Bounding-box listing
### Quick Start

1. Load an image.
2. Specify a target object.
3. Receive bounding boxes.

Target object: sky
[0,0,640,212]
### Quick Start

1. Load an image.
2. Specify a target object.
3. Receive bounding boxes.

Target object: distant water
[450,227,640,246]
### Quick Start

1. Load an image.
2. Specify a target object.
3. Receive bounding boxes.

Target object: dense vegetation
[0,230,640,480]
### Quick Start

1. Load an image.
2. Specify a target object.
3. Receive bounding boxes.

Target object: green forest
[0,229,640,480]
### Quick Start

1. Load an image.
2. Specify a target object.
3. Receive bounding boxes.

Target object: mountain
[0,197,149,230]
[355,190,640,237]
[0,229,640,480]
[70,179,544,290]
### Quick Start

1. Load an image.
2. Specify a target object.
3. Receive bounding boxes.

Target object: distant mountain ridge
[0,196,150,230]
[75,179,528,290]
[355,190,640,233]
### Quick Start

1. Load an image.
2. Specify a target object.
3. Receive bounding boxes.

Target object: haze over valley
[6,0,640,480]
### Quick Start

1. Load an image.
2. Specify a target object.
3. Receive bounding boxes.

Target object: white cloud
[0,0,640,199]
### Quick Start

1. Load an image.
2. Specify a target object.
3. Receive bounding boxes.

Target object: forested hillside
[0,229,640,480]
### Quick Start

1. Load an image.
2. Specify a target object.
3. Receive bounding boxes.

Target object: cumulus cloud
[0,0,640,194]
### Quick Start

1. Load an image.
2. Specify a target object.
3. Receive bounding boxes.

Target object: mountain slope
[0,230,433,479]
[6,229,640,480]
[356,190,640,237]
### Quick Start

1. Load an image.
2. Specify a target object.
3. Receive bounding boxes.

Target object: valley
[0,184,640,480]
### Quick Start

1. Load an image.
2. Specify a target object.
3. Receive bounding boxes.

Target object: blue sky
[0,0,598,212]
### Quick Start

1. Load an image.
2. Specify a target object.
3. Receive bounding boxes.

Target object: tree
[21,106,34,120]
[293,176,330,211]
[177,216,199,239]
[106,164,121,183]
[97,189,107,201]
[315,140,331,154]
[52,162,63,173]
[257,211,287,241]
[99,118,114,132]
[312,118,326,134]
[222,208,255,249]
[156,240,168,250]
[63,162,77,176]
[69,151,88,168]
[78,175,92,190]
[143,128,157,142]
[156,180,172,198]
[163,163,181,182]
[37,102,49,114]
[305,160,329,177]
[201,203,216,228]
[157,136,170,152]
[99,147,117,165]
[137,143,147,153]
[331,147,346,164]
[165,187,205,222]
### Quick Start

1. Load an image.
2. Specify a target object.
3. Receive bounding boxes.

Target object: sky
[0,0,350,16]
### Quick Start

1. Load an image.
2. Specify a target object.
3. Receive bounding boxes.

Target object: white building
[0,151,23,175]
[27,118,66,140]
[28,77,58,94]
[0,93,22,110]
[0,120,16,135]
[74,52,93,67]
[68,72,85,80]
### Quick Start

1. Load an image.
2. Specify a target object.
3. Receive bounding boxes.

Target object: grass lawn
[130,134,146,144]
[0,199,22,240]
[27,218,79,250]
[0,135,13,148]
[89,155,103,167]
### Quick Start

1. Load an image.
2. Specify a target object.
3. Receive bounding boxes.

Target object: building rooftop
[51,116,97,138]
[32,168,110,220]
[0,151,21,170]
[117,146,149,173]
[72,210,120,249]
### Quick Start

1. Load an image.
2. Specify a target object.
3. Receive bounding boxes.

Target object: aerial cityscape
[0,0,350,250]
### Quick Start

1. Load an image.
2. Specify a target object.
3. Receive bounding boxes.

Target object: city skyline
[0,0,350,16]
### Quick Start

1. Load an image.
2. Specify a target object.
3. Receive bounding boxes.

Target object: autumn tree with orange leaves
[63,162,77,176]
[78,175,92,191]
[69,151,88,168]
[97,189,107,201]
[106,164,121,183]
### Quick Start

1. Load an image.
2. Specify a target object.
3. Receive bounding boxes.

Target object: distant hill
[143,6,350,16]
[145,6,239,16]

■ **TASK GOAL**:
Put every line of the listing above into a Markdown table with two columns, Row and Text. Give each line its own numbered row, and leave out the blank lines.

■ **OUTPUT**:
| Row | Text |
|---|---|
| 1 | ### Quick Start |
| 2 | 1. Load an image. |
| 3 | 2. Specify a target object. |
| 4 | 3. Receive bounding boxes. |
| 5 | Target object: sky |
| 6 | [0,0,640,212] |
| 7 | ### Quick Start |
| 8 | 1. Load an image. |
| 9 | 2. Specify a target object. |
| 10 | 3. Receive bounding boxes. |
| 11 | Target object: distant water |
| 12 | [450,227,640,246] |
| 13 | ### Quick Start |
| 14 | 1. Load an image. |
| 15 | 2. Specify a target object. |
| 16 | 3. Receive bounding boxes. |
| 17 | Target object: dense vegetation |
| 18 | [0,230,640,480] |
| 19 | ### Quick Start |
| 20 | 1. Load an image. |
| 21 | 2. Specify a target object. |
| 22 | 3. Receive bounding boxes. |
| 23 | Target object: green forest |
| 24 | [0,229,640,480] |
| 25 | ### Quick Start |
| 26 | 1. Load an image. |
| 27 | 2. Specify a target object. |
| 28 | 3. Receive bounding boxes. |
| 29 | Target object: mountain |
| 30 | [0,197,149,230] |
| 31 | [355,190,640,237] |
| 32 | [0,229,640,480] |
| 33 | [70,179,544,290] |
| 34 | ### Quick Start |
| 35 | 1. Load an image. |
| 36 | 2. Specify a target object. |
| 37 | 3. Receive bounding boxes. |
| 38 | Target object: distant mountain ridge |
| 39 | [0,196,150,230] |
| 40 | [75,179,528,290] |
| 41 | [355,190,640,233] |
| 42 | ### Quick Start |
| 43 | 1. Load an image. |
| 44 | 2. Specify a target object. |
| 45 | 3. Receive bounding boxes. |
| 46 | Target object: haze over valley |
| 47 | [6,0,640,480] |
| 48 | ### Quick Start |
| 49 | 1. Load an image. |
| 50 | 2. Specify a target object. |
| 51 | 3. Receive bounding boxes. |
| 52 | Target object: white cloud |
| 53 | [0,0,640,199] |
| 54 | ### Quick Start |
| 55 | 1. Load an image. |
| 56 | 2. Specify a target object. |
| 57 | 3. Receive bounding boxes. |
| 58 | Target object: forested hillside |
| 59 | [0,229,640,480] |
| 60 | ### Quick Start |
| 61 | 1. Load an image. |
| 62 | 2. Specify a target object. |
| 63 | 3. Receive bounding boxes. |
| 64 | Target object: cumulus cloud |
| 65 | [0,0,640,194] |
| 66 | ### Quick Start |
| 67 | 1. Load an image. |
| 68 | 2. Specify a target object. |
| 69 | 3. Receive bounding boxes. |
| 70 | Target object: mountain slope |
| 71 | [0,230,433,479] |
| 72 | [6,229,640,480] |
| 73 | [356,190,640,237] |
| 74 | ### Quick Start |
| 75 | 1. Load an image. |
| 76 | 2. Specify a target object. |
| 77 | 3. Receive bounding boxes. |
| 78 | Target object: valley |
| 79 | [0,184,640,480] |
| 80 | ### Quick Start |
| 81 | 1. Load an image. |
| 82 | 2. Specify a target object. |
| 83 | 3. Receive bounding boxes. |
| 84 | Target object: blue sky |
| 85 | [0,0,598,212] |
| 86 | ### Quick Start |
| 87 | 1. Load an image. |
| 88 | 2. Specify a target object. |
| 89 | 3. Receive bounding boxes. |
| 90 | Target object: tree |
| 91 | [21,106,34,120] |
| 92 | [293,176,330,211] |
| 93 | [177,216,199,239] |
| 94 | [106,164,121,183] |
| 95 | [97,189,107,201] |
| 96 | [315,140,331,154] |
| 97 | [52,162,63,173] |
| 98 | [257,211,287,241] |
| 99 | [99,118,114,132] |
| 100 | [312,118,326,134] |
| 101 | [222,208,255,249] |
| 102 | [156,240,168,250] |
| 103 | [63,162,77,176] |
| 104 | [69,151,88,168] |
| 105 | [78,175,92,190] |
| 106 | [143,128,157,142] |
| 107 | [156,180,172,198] |
| 108 | [163,163,181,182] |
| 109 | [37,102,49,114] |
| 110 | [305,160,329,177] |
| 111 | [201,203,216,228] |
| 112 | [157,136,170,152] |
| 113 | [99,147,117,165] |
| 114 | [137,143,147,153] |
| 115 | [331,147,346,164] |
| 116 | [165,187,205,222] |
| 117 | ### Quick Start |
| 118 | 1. Load an image. |
| 119 | 2. Specify a target object. |
| 120 | 3. Receive bounding boxes. |
| 121 | Target object: sky |
| 122 | [0,0,350,16] |
| 123 | ### Quick Start |
| 124 | 1. Load an image. |
| 125 | 2. Specify a target object. |
| 126 | 3. Receive bounding boxes. |
| 127 | Target object: white building |
| 128 | [0,151,23,175] |
| 129 | [27,118,66,140] |
| 130 | [28,77,58,94] |
| 131 | [0,93,22,110] |
| 132 | [0,120,16,135] |
| 133 | [74,52,93,67] |
| 134 | [68,72,85,80] |
| 135 | ### Quick Start |
| 136 | 1. Load an image. |
| 137 | 2. Specify a target object. |
| 138 | 3. Receive bounding boxes. |
| 139 | Target object: grass lawn |
| 140 | [130,134,146,144] |
| 141 | [0,199,22,240] |
| 142 | [27,218,79,250] |
| 143 | [0,135,13,148] |
| 144 | [89,155,103,167] |
| 145 | ### Quick Start |
| 146 | 1. Load an image. |
| 147 | 2. Specify a target object. |
| 148 | 3. Receive bounding boxes. |
| 149 | Target object: building rooftop |
| 150 | [51,116,97,138] |
| 151 | [32,168,110,220] |
| 152 | [0,151,21,170] |
| 153 | [117,146,149,173] |
| 154 | [72,210,120,249] |
| 155 | ### Quick Start |
| 156 | 1. Load an image. |
| 157 | 2. Specify a target object. |
| 158 | 3. Receive bounding boxes. |
| 159 | Target object: aerial cityscape |
| 160 | [0,0,350,250] |
| 161 | ### Quick Start |
| 162 | 1. Load an image. |
| 163 | 2. Specify a target object. |
| 164 | 3. Receive bounding boxes. |
| 165 | Target object: city skyline |
| 166 | [0,0,350,16] |
| 167 | ### Quick Start |
| 168 | 1. Load an image. |
| 169 | 2. Specify a target object. |
| 170 | 3. Receive bounding boxes. |
| 171 | Target object: autumn tree with orange leaves |
| 172 | [63,162,77,176] |
| 173 | [78,175,92,191] |
| 174 | [69,151,88,168] |
| 175 | [97,189,107,201] |
| 176 | [106,164,121,183] |
| 177 | ### Quick Start |
| 178 | 1. Load an image. |
| 179 | 2. Specify a target object. |
| 180 | 3. Receive bounding boxes. |
| 181 | Target object: distant hill |
| 182 | [143,6,350,16] |
| 183 | [145,6,239,16] |